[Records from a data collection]
[Start]

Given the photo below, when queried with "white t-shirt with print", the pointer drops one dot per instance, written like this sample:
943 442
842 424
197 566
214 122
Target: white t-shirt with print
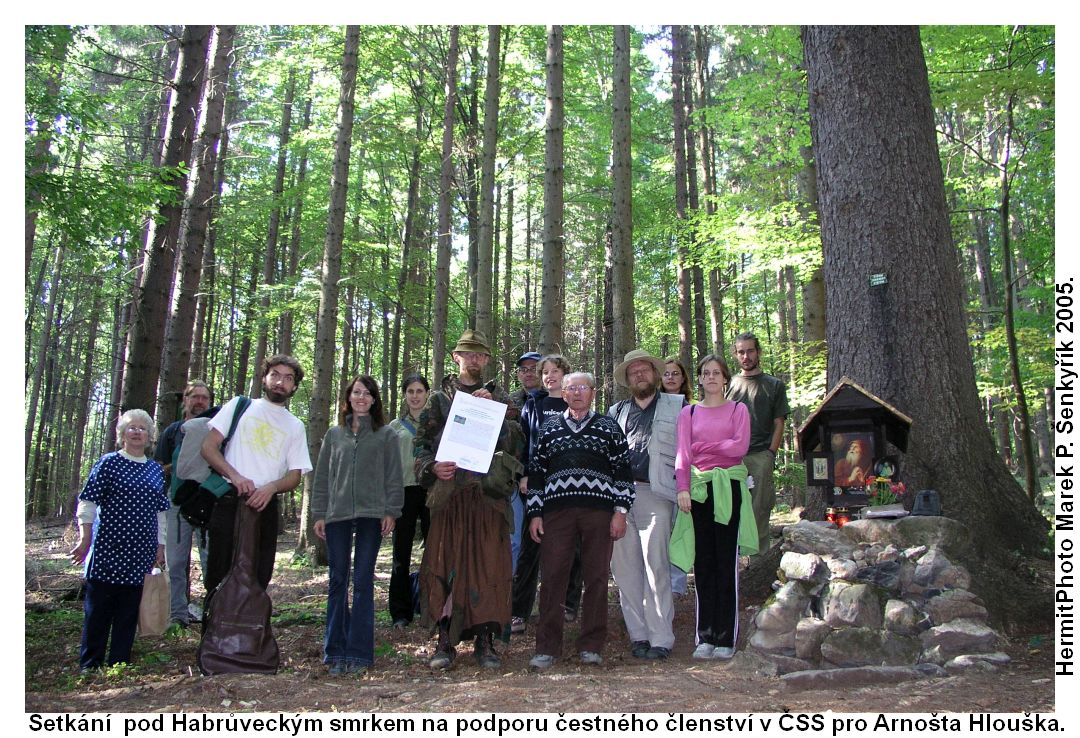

[End]

[OBJECTIVE] Transcribe the text of each item above line for line, without altering any word or number, and leave the picture out of your transcription.

[RESULT OF THIS EXERCISE]
Given the photo below, when queried with "white t-shirt with print", the pointer drops one dot per instance, written like this sample:
943 442
842 424
197 566
214 122
Target: white t-shirt with print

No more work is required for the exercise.